== Your goal ==
Extract, exactly and without pictures, every line from the one that includes "One point goes on each instance of the green tile, as" through the final line of the material below.

-- Input start --

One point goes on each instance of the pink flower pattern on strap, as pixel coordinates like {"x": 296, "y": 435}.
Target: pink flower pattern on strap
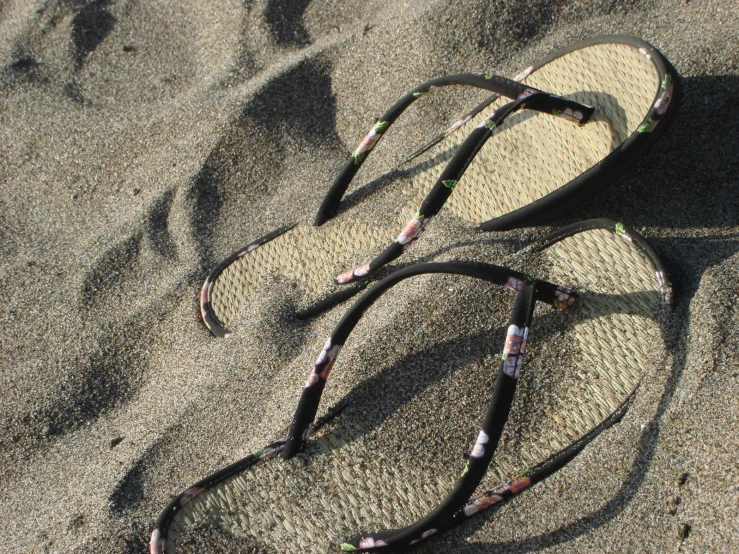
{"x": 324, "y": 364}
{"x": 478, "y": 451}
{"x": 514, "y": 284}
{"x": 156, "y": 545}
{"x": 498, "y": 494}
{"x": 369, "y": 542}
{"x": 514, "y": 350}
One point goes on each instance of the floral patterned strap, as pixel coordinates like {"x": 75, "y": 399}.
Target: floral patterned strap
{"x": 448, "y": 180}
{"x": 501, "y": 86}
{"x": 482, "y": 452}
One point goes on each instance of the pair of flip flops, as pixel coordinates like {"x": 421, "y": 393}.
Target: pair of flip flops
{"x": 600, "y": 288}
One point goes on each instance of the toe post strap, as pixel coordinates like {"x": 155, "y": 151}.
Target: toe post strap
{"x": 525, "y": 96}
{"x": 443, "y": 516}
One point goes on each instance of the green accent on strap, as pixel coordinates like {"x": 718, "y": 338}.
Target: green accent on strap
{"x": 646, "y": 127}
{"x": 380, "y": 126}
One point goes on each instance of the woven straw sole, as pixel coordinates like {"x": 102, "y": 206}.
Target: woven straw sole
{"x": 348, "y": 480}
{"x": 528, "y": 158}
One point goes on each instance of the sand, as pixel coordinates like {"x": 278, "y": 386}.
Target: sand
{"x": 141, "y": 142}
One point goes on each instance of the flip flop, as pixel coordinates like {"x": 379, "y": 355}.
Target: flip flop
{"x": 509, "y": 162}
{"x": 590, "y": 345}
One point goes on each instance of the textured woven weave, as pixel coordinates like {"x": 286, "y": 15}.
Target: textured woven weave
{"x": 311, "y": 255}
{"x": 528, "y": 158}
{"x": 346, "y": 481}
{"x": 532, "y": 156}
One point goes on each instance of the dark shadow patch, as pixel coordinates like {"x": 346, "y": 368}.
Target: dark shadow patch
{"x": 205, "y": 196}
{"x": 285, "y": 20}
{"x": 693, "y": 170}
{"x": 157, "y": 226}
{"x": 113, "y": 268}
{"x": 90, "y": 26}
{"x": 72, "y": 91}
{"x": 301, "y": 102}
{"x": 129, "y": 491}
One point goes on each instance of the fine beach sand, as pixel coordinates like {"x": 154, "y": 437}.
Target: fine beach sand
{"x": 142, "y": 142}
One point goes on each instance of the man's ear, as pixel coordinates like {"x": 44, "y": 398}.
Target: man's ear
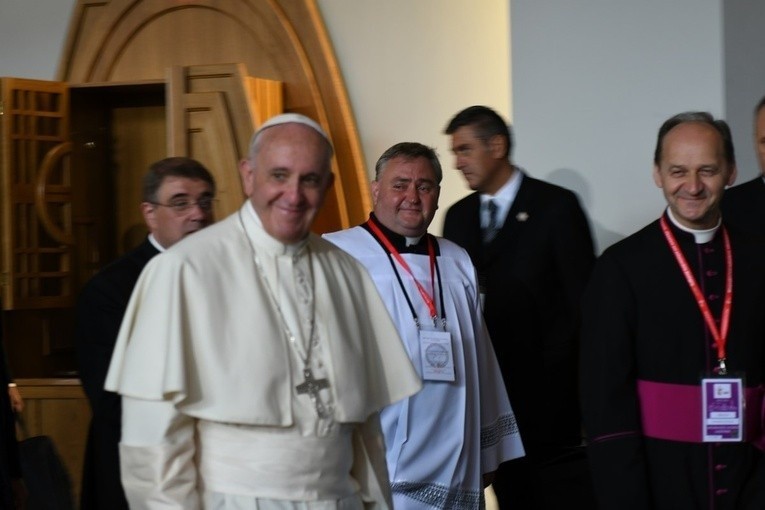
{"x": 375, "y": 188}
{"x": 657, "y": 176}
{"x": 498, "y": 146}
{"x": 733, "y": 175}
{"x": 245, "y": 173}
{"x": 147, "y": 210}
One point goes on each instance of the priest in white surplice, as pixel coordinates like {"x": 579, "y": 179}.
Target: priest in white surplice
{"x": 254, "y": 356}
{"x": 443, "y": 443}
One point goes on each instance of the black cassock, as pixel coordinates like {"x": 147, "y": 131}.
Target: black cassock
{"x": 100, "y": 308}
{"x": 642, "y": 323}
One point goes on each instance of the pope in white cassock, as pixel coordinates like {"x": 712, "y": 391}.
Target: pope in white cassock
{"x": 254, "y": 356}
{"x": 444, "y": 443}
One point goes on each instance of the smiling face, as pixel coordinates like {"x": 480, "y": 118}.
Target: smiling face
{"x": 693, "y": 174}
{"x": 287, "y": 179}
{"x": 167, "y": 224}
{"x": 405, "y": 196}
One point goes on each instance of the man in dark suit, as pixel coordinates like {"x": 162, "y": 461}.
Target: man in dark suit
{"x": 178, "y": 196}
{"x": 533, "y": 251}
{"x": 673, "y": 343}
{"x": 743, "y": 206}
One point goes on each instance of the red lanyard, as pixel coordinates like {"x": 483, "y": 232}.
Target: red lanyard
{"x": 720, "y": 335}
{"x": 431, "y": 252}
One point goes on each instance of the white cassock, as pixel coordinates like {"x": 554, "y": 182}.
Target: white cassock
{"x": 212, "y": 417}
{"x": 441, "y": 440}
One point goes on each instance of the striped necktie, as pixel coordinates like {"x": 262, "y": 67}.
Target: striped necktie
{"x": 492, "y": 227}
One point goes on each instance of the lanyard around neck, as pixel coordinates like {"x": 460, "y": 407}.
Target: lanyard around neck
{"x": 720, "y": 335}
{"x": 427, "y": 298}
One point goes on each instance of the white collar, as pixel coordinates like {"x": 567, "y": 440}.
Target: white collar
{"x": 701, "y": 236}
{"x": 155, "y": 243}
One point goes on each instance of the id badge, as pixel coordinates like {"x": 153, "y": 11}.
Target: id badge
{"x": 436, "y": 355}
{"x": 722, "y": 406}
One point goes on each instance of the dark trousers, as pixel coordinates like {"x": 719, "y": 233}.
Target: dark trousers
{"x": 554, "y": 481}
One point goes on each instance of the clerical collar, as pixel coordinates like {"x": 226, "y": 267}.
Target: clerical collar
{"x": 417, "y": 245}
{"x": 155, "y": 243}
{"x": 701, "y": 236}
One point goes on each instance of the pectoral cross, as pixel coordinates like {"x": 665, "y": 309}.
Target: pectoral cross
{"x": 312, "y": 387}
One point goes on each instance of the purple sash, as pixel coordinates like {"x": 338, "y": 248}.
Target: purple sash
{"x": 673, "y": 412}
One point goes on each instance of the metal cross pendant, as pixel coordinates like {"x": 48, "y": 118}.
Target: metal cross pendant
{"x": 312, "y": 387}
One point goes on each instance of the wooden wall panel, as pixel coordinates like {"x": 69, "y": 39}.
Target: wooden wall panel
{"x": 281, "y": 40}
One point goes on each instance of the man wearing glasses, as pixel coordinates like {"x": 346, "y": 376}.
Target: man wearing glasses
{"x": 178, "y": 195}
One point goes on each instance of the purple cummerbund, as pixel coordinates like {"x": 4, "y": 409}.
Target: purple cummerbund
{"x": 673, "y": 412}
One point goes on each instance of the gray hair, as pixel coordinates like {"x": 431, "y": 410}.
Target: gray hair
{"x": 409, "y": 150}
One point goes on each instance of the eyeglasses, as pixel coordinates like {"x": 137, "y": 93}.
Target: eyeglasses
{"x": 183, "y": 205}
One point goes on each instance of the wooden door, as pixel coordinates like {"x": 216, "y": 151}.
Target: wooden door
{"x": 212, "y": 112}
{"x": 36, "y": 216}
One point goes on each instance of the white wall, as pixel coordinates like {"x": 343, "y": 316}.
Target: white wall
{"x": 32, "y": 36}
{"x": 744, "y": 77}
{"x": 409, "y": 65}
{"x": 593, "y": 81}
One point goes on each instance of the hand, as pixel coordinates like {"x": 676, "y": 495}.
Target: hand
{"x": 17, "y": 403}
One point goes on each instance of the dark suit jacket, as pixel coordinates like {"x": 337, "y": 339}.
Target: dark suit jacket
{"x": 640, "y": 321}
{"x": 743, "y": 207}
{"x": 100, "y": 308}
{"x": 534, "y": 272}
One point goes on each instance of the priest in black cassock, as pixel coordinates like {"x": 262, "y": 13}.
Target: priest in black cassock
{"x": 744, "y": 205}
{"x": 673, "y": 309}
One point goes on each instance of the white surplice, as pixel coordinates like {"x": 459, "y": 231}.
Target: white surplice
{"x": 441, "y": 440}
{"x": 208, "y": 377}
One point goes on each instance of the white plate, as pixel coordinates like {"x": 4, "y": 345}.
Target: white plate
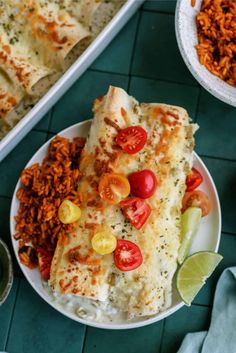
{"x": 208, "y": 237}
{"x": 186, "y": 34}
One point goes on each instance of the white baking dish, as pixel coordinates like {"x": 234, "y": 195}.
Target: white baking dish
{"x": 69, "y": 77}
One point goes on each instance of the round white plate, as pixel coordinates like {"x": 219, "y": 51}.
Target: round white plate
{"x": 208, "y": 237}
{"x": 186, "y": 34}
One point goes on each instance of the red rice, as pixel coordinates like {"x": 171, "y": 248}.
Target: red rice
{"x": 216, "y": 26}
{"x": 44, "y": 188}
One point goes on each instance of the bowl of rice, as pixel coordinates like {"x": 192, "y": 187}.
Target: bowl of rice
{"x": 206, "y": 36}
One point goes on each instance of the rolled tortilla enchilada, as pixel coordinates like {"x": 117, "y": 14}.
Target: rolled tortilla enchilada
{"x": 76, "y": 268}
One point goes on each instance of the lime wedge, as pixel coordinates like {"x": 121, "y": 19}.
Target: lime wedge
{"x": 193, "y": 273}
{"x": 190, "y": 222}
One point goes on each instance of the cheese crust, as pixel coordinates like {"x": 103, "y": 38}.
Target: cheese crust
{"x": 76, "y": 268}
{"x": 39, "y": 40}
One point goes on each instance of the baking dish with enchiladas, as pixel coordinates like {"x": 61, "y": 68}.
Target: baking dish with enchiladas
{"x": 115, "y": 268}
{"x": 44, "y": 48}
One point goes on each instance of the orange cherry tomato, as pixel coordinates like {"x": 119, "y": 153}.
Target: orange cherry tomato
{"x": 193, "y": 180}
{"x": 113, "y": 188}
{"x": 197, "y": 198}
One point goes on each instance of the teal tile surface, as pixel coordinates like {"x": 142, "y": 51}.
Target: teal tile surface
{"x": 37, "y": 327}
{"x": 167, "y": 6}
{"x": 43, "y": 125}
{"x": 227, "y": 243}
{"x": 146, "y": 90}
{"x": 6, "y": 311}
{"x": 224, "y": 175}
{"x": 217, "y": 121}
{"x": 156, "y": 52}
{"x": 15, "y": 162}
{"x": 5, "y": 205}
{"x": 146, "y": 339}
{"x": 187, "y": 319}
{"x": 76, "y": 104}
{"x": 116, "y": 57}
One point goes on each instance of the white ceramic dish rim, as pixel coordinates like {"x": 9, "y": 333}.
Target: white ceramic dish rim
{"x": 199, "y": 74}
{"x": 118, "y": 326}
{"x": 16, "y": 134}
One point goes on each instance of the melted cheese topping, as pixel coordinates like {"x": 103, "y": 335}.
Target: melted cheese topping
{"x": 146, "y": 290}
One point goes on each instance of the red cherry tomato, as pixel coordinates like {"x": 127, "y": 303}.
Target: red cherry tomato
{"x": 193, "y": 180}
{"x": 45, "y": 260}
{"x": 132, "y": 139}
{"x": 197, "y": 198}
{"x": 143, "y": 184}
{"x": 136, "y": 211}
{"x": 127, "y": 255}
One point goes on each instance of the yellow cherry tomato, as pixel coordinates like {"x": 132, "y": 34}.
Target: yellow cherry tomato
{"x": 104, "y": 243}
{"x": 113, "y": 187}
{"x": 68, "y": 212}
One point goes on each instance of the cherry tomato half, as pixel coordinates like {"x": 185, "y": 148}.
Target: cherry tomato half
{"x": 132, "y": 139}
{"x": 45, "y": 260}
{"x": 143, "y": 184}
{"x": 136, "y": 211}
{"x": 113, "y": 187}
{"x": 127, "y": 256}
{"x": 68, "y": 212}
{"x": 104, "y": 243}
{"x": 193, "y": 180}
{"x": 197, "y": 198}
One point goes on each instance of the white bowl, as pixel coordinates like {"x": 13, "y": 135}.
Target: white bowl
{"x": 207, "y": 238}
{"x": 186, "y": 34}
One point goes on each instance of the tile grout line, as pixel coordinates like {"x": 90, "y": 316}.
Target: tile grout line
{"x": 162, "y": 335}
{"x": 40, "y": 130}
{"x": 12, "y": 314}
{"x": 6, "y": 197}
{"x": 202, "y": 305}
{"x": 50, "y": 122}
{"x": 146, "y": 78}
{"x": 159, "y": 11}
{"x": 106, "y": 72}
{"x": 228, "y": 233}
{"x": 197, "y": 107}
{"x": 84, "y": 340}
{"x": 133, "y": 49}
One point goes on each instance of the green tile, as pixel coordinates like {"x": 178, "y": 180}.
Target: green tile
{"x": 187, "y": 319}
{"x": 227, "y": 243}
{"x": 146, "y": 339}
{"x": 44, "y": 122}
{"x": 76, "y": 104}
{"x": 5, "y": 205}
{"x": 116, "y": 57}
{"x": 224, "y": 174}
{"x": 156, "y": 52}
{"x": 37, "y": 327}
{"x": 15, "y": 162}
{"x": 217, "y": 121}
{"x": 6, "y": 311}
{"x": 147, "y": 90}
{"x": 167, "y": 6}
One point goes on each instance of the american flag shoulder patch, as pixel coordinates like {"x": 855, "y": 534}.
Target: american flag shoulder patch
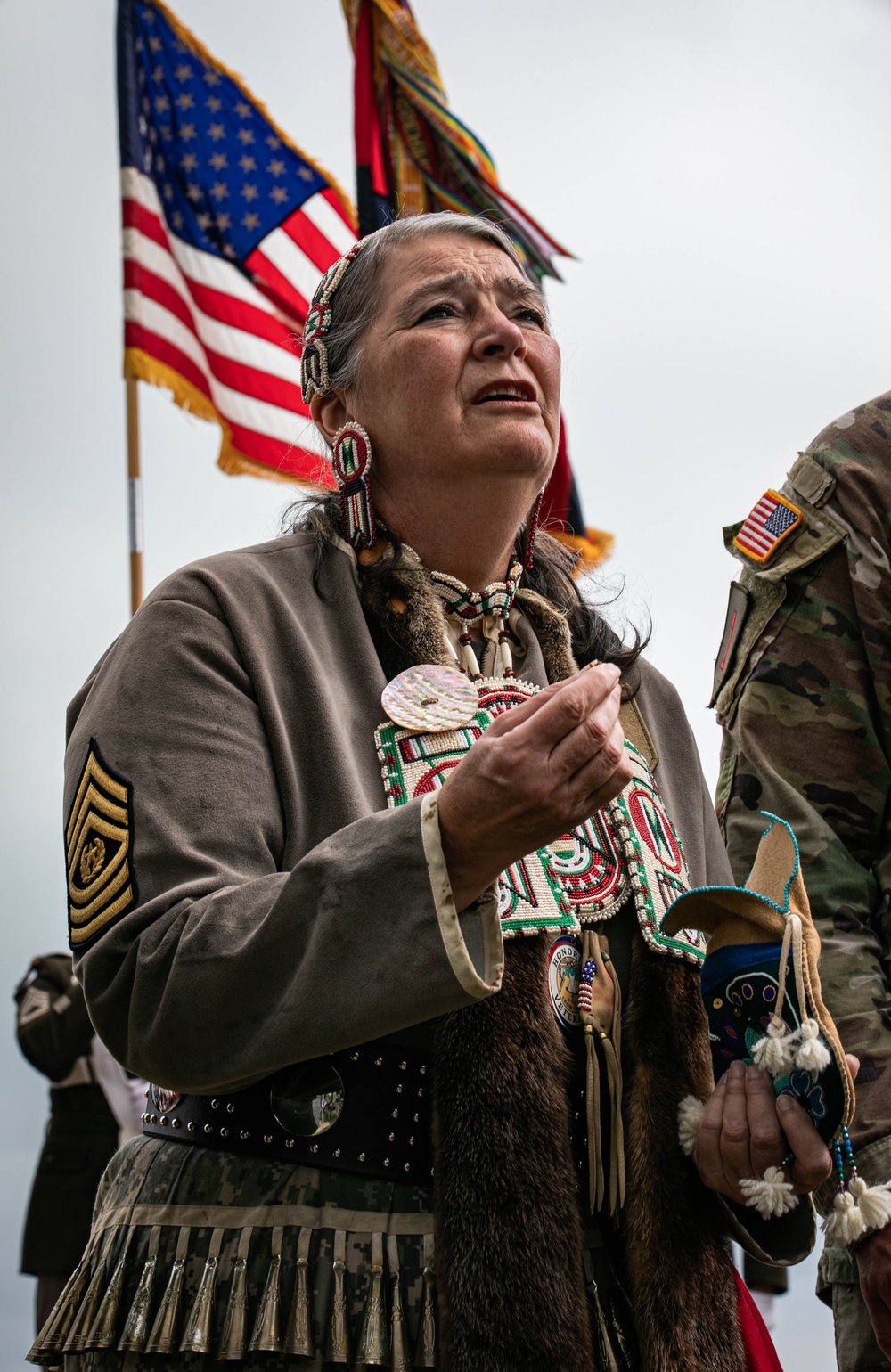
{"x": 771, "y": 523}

-- Input end --

== Result of this exercise ==
One point goes on each instance of the green tile, as pixel coordinates like {"x": 178, "y": 180}.
Target: green tile
{"x": 187, "y": 319}
{"x": 227, "y": 243}
{"x": 146, "y": 339}
{"x": 44, "y": 122}
{"x": 76, "y": 104}
{"x": 5, "y": 205}
{"x": 116, "y": 57}
{"x": 224, "y": 174}
{"x": 156, "y": 52}
{"x": 37, "y": 327}
{"x": 15, "y": 162}
{"x": 217, "y": 121}
{"x": 6, "y": 311}
{"x": 147, "y": 90}
{"x": 167, "y": 6}
One point goes on each instance of the american flag shoulder patch, as pixel coordinates like {"x": 855, "y": 534}.
Target: american flag shoulder patch
{"x": 771, "y": 523}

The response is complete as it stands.